WHAT THE EXERCISE ASKS: Count how many lines of the items contain the word "plastic". Give only the number.

Picture region annotation data

## begin

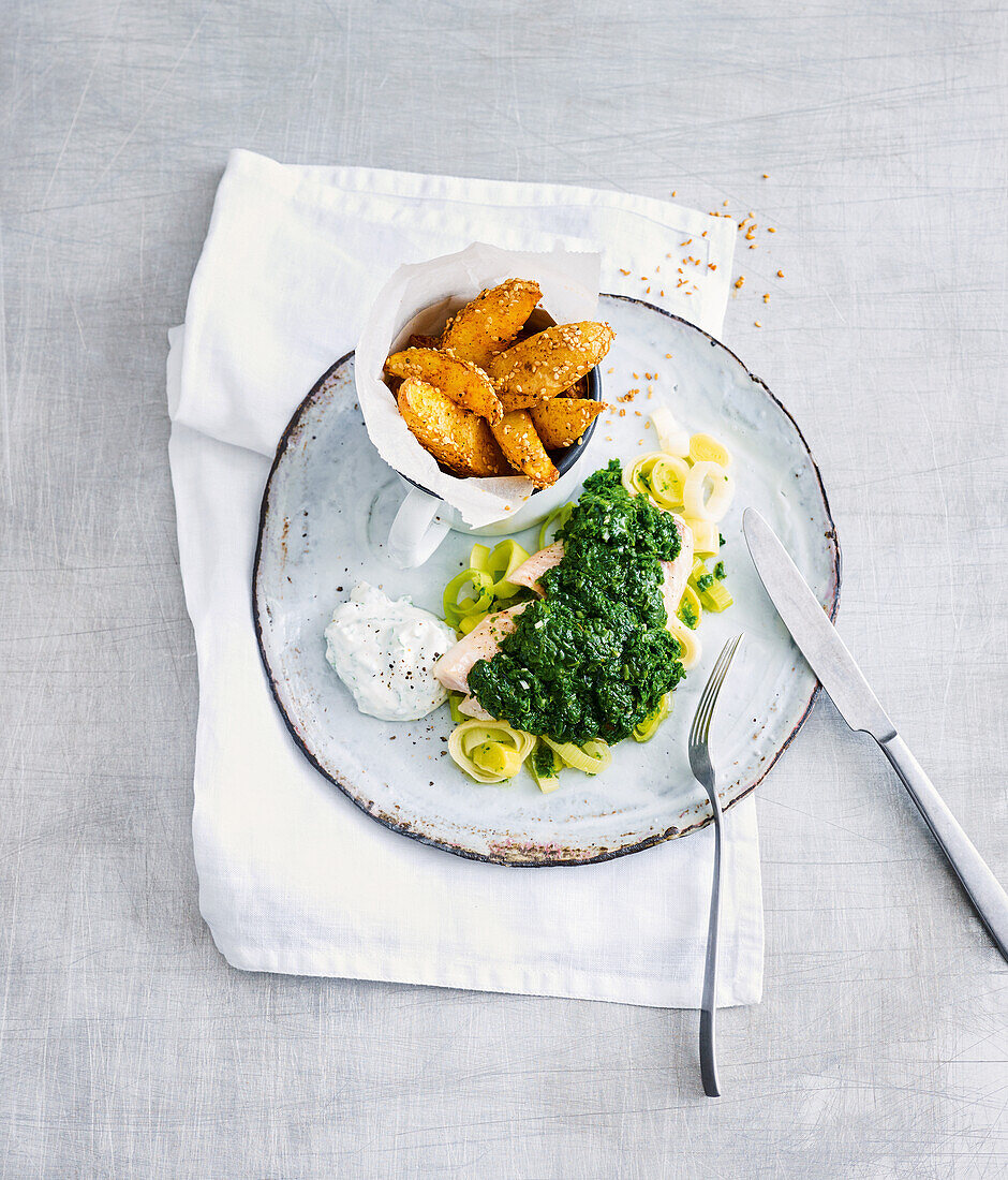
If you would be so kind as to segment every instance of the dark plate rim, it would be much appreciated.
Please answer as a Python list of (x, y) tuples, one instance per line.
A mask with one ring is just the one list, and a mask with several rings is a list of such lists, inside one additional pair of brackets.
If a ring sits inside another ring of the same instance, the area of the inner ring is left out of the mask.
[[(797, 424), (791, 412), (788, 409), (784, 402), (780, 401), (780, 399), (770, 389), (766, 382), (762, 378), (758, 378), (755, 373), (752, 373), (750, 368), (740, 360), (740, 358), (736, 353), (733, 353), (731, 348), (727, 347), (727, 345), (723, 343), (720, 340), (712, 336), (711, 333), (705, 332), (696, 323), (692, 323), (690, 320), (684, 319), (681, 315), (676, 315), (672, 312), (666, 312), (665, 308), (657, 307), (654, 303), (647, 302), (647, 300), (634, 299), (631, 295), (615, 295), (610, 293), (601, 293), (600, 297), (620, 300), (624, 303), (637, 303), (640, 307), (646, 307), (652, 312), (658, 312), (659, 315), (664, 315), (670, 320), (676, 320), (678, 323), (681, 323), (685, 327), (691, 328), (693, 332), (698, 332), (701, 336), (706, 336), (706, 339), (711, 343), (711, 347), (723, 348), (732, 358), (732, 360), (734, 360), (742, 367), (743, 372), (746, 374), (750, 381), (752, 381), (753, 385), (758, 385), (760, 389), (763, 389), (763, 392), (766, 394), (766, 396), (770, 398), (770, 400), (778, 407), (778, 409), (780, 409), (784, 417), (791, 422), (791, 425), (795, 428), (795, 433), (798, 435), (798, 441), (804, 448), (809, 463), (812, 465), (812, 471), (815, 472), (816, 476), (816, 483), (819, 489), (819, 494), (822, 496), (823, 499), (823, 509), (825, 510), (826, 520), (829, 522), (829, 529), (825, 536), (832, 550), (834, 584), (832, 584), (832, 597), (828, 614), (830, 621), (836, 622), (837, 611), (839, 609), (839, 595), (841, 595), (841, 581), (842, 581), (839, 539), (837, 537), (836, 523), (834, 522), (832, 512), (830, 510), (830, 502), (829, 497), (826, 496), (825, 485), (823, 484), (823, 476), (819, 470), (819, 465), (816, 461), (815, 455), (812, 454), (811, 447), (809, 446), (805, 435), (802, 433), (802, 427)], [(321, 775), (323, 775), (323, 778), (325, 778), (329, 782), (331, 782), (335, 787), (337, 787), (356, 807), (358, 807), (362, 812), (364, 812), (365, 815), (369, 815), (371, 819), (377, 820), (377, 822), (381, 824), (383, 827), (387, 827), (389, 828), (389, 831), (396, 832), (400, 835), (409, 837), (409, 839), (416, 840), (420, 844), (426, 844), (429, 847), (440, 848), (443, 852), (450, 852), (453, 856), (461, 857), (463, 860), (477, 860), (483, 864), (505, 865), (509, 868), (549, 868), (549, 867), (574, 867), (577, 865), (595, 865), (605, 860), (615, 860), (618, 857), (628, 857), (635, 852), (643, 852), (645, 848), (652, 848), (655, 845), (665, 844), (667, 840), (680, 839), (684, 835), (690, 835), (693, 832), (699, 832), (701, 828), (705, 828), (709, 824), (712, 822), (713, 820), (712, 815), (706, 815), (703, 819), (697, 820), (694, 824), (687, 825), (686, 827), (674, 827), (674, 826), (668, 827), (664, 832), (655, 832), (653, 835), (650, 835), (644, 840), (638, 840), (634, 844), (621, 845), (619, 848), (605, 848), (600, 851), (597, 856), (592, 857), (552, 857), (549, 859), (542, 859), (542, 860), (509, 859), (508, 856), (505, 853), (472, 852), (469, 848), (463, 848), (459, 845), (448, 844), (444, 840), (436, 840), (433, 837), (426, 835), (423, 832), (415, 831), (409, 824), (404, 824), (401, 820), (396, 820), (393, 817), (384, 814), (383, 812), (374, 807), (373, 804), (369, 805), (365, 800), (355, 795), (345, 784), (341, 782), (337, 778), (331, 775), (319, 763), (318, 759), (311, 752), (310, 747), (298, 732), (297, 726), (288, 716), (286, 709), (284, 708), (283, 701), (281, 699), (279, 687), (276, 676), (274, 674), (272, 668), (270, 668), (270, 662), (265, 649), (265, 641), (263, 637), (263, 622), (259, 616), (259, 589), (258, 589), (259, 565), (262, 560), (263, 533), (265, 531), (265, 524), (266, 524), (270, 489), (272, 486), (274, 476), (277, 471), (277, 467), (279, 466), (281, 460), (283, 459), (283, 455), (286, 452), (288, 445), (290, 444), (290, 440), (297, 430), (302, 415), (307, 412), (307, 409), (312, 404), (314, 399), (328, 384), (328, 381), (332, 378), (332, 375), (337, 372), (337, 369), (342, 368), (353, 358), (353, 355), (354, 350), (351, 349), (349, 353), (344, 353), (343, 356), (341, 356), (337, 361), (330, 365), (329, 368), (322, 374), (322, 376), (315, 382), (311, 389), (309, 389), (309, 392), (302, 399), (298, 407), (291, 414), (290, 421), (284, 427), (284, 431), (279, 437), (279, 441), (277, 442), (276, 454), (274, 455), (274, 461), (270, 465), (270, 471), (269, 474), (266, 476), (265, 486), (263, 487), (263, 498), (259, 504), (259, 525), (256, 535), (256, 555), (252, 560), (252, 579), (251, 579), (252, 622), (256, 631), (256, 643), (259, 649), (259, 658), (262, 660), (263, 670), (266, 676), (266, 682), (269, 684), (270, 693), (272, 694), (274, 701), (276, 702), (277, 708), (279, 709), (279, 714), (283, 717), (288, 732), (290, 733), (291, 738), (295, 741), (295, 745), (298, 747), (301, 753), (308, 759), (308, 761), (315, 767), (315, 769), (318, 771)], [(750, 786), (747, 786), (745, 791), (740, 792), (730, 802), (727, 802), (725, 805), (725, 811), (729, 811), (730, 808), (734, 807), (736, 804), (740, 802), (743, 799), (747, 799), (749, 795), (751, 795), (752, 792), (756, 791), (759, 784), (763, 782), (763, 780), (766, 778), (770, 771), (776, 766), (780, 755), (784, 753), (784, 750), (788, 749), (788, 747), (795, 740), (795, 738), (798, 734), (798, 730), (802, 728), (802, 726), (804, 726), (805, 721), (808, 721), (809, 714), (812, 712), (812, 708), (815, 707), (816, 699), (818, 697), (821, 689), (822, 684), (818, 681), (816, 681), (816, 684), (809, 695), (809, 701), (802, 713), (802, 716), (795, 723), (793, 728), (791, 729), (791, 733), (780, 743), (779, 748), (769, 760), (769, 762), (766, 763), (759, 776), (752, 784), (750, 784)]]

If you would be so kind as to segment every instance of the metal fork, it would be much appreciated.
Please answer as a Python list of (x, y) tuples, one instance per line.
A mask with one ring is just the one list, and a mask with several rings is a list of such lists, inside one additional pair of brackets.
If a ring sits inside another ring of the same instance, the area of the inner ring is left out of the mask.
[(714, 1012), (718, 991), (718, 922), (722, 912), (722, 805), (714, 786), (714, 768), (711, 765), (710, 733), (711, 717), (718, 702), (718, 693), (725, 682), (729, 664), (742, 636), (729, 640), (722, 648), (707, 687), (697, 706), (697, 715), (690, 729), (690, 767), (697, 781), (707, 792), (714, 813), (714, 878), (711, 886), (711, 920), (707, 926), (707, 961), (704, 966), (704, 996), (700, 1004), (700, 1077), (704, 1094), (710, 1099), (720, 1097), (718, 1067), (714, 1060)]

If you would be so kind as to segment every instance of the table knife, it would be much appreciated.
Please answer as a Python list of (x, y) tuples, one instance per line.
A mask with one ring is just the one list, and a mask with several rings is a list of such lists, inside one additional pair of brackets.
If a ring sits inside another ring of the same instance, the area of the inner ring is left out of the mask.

## end
## begin

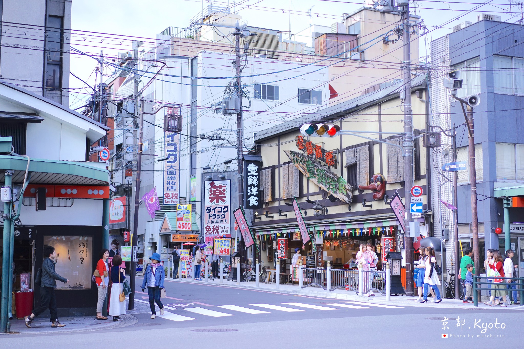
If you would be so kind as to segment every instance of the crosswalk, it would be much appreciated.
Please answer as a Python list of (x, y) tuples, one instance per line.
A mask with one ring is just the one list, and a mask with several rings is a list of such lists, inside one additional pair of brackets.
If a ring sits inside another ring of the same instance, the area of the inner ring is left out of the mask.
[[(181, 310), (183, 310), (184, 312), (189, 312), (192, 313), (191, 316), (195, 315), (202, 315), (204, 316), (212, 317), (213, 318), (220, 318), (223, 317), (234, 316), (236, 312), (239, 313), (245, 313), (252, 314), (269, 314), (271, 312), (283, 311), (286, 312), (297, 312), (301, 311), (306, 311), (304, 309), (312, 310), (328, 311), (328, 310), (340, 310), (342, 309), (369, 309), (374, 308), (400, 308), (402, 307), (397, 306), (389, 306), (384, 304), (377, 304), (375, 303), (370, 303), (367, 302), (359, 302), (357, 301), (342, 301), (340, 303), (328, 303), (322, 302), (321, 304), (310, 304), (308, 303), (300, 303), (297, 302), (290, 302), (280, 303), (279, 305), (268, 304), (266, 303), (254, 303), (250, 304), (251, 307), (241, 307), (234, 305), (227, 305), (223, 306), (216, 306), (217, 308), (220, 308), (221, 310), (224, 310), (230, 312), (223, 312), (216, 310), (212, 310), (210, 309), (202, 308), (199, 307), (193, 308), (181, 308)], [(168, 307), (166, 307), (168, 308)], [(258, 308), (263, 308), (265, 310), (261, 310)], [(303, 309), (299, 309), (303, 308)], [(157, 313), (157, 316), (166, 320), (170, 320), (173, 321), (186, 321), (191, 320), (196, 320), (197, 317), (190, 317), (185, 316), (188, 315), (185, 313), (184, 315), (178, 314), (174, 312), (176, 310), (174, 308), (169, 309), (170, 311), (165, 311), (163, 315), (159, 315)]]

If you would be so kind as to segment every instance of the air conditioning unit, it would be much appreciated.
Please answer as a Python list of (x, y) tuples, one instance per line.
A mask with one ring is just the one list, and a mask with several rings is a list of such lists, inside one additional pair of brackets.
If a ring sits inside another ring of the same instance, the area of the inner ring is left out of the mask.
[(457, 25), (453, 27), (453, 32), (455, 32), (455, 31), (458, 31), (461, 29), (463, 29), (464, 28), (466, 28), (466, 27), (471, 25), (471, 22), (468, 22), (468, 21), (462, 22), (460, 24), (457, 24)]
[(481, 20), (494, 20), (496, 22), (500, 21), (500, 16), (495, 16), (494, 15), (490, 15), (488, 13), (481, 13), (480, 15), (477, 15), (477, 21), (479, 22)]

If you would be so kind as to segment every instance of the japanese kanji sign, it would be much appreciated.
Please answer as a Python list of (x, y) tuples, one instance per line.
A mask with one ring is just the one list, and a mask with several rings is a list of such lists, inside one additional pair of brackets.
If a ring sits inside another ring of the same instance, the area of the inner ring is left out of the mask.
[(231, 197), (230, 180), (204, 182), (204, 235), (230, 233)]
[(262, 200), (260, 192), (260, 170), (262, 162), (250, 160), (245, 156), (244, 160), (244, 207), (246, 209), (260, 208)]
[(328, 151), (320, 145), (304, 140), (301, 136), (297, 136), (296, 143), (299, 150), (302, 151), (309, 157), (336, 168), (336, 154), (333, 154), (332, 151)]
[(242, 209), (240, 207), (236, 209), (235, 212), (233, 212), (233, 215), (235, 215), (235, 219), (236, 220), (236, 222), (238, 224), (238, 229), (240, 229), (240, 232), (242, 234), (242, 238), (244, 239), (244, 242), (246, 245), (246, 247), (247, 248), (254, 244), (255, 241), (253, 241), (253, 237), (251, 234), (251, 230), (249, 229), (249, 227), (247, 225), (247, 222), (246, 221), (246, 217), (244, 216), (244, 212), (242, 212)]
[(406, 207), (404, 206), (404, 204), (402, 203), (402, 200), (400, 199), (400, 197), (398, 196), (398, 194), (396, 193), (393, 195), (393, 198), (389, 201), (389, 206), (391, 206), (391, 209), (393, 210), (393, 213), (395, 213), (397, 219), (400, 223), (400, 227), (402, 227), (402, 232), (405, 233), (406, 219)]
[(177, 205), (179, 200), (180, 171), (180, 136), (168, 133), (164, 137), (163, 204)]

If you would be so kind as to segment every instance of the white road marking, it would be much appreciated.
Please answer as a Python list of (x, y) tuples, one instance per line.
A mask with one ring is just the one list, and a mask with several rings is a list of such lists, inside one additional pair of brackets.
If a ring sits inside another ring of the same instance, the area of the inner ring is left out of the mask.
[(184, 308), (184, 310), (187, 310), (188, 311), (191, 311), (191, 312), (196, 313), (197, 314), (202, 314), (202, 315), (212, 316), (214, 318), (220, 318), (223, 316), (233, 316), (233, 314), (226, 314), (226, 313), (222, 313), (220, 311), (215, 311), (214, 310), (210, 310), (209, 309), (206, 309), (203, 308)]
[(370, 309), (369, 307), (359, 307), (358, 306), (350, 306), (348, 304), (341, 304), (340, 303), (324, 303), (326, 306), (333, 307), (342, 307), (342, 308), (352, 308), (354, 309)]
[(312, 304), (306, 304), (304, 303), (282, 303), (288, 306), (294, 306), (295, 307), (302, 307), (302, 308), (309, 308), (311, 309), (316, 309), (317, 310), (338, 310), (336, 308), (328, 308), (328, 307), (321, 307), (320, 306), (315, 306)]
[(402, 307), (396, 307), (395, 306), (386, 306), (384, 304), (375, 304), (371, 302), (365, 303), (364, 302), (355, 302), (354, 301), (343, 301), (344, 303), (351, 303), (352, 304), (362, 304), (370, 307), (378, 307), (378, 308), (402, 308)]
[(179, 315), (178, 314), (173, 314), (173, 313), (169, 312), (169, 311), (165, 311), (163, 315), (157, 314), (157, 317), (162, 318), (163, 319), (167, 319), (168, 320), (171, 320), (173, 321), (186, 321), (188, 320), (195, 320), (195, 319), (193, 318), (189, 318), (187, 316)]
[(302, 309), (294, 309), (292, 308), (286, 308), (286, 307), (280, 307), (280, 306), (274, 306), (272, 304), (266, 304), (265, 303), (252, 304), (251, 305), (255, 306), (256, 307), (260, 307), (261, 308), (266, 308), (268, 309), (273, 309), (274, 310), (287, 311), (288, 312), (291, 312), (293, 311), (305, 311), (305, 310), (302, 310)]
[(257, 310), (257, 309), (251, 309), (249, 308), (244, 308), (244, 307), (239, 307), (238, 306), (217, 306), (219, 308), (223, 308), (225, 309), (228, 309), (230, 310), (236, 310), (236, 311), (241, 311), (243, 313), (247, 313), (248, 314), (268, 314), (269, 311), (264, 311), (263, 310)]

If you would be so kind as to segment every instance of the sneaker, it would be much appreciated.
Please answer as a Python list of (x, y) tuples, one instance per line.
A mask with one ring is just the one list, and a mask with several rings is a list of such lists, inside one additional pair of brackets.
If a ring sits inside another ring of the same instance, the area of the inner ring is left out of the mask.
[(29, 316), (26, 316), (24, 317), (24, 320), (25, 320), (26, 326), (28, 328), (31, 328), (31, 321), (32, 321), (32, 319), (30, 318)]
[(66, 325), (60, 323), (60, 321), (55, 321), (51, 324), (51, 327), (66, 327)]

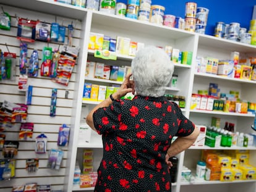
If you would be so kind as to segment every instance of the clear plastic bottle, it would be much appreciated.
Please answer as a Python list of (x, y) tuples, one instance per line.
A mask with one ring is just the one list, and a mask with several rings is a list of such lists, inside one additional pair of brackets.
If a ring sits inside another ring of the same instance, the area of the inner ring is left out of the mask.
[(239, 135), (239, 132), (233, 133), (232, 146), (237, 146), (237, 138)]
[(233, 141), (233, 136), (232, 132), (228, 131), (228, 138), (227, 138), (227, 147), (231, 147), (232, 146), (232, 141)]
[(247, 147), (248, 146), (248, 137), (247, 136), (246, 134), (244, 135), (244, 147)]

## end

ANSWER TO THIS EXERCISE: 1